- **Görevleriniz**:
(a) Listede "Would you kindly indicate the man's beard" ifadesini içeren satırdan listenin sonuna kadar, iki uç da dahil olmak üzere, satırları hiçbir değişiklik yapmadan yazdırın.
(b) Bahar aylarında toprağın bel ile işlenmesini anlatan metne, son cümlesinden sonra kaldığı yerden devam edin.

##### Seçili metin #####

NEVBAHAR DA EKİLİR, ZEMHERİ DE YENİRDİ
Her mevsim insanlara farklı bir telaş, meşgale getirirdi, mesela kazma kürek yaktıran Mart soğuğunun ardından bağ bahçe işleri ivme kazanırdı. Kış boyu kar altında uyuyan toprak, üçüncü cemrenin düşmesiyle ısınmaya, uyanmaya başlardı. Tevsime ya da tepserme denen kabarma halindeyken toprağın işlenmesi gerekirdi. Gelişmiş zirai aletler henüz ülkemize girmediği için bu iş “Bel” adı verilen aletle yapılırdı. Metal, ortası kürek gibi bükümlü olmayan aletin üst bir ya da iki yanında ayak basma yeri olur, ortasındaki yuvaya da elle tutulacak hacimde uzun bir ağaç sap takılırdı. Fakat bu sap pürüzsüz olmalıydı, aksi halde çalışanın elleri derhal kabarır, acısı günlerce geçmezdi.
Bu işe tarla bellemek, tarla depmek, ya da talla depmek denirdi. Bir tarlada belleme işi başlamışsa, o sokakta top oynamaya devam etmek ayıp sayılır, muhitin eli bel tutan gençleri çağırılmadan yardıma giderdi. Toprak aktarma da diyebileceğimiz bu işi yaparken tezekleri kırmak ve tesviyeyi korumak gerekirdi. Bizim civarda bu işin erbabı Kozlulu Mevlüt ağaydı ve hem büyük bağ sahipleri hem de küçük tarlası olanlar ücreti mukabilinde onu tercih ederlerdi.

##### Kayıt listesi #####

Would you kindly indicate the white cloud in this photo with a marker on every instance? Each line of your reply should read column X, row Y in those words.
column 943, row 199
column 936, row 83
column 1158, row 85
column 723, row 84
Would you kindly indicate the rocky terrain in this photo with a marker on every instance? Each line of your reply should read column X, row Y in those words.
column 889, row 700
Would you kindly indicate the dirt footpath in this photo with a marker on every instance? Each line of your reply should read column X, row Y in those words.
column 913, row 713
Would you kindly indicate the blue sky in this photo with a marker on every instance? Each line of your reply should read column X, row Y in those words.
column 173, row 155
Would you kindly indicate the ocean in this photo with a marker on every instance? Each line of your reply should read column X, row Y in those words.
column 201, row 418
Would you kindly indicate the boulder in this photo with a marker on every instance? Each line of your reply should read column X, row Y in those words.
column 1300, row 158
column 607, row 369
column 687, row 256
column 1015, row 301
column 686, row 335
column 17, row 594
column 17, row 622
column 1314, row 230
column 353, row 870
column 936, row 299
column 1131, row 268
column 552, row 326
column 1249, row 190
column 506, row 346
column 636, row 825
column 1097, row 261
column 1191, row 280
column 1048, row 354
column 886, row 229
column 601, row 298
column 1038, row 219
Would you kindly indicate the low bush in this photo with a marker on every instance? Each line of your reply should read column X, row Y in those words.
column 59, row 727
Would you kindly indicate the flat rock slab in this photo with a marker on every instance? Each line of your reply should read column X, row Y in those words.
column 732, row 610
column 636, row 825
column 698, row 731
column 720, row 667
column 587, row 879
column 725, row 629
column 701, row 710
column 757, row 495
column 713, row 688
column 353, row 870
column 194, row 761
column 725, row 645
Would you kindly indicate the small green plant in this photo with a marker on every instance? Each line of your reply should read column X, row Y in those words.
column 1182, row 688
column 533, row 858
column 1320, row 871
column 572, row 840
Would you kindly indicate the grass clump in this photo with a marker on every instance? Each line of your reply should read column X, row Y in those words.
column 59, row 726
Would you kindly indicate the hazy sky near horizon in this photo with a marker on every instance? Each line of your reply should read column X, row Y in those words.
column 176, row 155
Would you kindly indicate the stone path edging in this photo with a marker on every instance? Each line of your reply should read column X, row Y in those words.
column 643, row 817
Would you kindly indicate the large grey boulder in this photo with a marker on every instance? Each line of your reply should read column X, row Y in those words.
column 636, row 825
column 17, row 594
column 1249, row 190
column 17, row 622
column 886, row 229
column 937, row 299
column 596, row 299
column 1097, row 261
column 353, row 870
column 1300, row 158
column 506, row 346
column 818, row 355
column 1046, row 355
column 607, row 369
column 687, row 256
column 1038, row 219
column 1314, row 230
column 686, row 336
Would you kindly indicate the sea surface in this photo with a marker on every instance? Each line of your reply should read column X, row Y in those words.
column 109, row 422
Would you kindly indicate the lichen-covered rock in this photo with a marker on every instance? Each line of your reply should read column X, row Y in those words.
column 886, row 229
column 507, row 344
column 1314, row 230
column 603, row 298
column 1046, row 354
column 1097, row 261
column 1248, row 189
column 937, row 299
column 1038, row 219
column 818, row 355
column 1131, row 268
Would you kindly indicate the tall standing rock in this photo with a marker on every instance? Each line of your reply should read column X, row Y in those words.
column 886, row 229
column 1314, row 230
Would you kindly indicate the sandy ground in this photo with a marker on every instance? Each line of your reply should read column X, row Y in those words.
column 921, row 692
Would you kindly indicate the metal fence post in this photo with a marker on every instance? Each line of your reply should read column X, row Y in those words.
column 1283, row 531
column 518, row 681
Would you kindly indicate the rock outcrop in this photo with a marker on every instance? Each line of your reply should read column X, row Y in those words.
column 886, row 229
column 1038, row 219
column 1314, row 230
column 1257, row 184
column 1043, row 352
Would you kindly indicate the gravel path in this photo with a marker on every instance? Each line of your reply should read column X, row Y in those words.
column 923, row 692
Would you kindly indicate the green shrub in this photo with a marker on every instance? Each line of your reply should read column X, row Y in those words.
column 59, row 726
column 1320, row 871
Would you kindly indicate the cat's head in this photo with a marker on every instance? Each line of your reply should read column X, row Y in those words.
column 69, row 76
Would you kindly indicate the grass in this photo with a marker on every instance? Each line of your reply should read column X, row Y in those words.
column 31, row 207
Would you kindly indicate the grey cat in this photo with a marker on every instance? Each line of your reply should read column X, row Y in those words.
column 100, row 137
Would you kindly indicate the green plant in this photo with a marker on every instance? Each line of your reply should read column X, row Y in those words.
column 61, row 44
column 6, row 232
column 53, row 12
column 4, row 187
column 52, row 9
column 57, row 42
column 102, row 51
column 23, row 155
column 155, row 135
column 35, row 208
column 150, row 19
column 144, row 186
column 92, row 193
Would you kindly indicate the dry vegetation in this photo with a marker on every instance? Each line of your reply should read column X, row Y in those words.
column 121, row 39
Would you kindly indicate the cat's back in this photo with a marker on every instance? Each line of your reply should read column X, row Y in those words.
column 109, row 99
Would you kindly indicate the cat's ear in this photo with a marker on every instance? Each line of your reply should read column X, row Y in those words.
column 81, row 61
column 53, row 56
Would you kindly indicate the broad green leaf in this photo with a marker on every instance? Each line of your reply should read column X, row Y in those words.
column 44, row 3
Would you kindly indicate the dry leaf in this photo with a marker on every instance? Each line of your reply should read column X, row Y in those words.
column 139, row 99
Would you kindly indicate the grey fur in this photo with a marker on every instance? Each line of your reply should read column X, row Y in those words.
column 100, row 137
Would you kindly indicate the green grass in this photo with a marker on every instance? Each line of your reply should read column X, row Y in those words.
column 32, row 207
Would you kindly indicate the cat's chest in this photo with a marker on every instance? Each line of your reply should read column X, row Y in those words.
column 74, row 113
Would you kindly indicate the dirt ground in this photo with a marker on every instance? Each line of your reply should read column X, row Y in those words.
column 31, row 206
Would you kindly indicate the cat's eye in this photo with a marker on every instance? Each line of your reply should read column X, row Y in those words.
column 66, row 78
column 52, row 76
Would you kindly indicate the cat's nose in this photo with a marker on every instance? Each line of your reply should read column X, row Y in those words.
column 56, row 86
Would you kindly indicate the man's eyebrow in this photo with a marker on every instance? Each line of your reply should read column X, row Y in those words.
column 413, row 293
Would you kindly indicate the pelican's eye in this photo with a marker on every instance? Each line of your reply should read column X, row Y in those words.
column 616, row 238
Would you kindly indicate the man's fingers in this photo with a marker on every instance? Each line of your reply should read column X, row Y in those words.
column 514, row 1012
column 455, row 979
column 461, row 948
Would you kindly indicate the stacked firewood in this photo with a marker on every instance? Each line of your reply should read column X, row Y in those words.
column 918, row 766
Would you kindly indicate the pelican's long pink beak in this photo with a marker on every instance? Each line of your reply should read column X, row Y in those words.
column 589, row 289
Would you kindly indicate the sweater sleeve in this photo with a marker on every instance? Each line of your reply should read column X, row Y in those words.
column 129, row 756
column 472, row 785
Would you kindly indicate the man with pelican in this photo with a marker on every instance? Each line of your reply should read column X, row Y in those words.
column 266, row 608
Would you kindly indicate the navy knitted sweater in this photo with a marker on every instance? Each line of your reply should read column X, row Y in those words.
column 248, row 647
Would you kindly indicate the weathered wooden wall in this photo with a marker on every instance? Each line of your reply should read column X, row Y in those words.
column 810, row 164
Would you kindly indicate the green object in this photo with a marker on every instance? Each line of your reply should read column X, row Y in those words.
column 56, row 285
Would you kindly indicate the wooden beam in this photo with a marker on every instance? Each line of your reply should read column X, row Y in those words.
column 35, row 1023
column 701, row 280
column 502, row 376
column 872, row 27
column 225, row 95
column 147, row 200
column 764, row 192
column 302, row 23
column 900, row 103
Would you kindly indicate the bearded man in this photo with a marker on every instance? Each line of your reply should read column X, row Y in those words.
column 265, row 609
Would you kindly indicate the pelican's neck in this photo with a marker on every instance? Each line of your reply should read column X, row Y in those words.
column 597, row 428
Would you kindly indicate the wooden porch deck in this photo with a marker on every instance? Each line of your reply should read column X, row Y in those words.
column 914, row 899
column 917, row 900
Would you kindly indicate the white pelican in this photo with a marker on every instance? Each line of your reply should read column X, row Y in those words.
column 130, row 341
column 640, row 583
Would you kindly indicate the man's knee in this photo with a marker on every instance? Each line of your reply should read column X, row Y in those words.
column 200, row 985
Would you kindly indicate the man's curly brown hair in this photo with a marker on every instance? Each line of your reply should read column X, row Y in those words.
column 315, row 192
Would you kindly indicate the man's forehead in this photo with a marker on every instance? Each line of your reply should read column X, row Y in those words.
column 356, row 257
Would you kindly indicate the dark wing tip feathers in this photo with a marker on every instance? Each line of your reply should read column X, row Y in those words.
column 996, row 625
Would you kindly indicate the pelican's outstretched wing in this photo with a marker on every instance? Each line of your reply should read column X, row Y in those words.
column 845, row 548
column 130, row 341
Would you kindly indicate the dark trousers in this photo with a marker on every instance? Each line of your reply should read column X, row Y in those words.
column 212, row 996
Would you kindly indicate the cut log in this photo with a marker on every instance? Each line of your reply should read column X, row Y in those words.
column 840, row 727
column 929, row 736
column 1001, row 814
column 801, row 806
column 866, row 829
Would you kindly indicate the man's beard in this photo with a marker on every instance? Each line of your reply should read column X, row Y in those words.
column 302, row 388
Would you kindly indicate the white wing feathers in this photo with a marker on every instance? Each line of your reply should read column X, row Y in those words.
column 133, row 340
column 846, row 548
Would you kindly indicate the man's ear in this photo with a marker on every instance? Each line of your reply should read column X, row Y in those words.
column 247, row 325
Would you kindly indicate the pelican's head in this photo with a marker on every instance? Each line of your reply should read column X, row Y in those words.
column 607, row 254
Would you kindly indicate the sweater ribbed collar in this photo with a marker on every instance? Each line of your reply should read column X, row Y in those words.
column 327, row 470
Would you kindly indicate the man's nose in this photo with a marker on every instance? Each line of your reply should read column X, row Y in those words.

#####

- **Görevlere göre yanıtlar**:
(a)
Would you kindly indicate the man's beard in this photo with a marker on every instance? Each line of your reply should read column X, row Y in those words.
column 302, row 388
Would you kindly indicate the white wing feathers in this photo with a marker on every instance? Each line of your reply should read column X, row Y in those words.
column 133, row 340
column 846, row 548
Would you kindly indicate the man's ear in this photo with a marker on every instance? Each line of your reply should read column X, row Y in those words.
column 247, row 325
Would you kindly indicate the pelican's head in this photo with a marker on every instance? Each line of your reply should read column X, row Y in those words.
column 607, row 254
Would you kindly indicate the sweater ribbed collar in this photo with a marker on every instance? Each line of your reply should read column X, row Y in those words.
column 327, row 470
Would you kindly indicate the man's nose in this photo with a marker on every instance? Each line of your reply should read column X, row Y in those words.

(b)
İlk belleme işinden sonra dinlenmeye bırakılan tarlaya daha sonra çardaklardan alınan hayvan gübresi atılarak bir daha işlemden geçirilirdi. Ekim mevsimi gelen sebzeler için tarlada ocak, karık, cızı diye tabir edilen bölümler hazırlanır, aralarına da su arkı yani arık yapılırdı. Misal vermek gerekirse; soğan, sarmısak, tere, nane ve maydonoz ocağa; domates, patlıcan, biber, kabak, bamya, fasulye de karık, yani cızıya ekilirdi. Neyin nereye ekilmesinin uygun olduğuna da tarlanın güneş ve rüzgârdan ne kadar etkilendiği dikkate alınarak karar verilirdi.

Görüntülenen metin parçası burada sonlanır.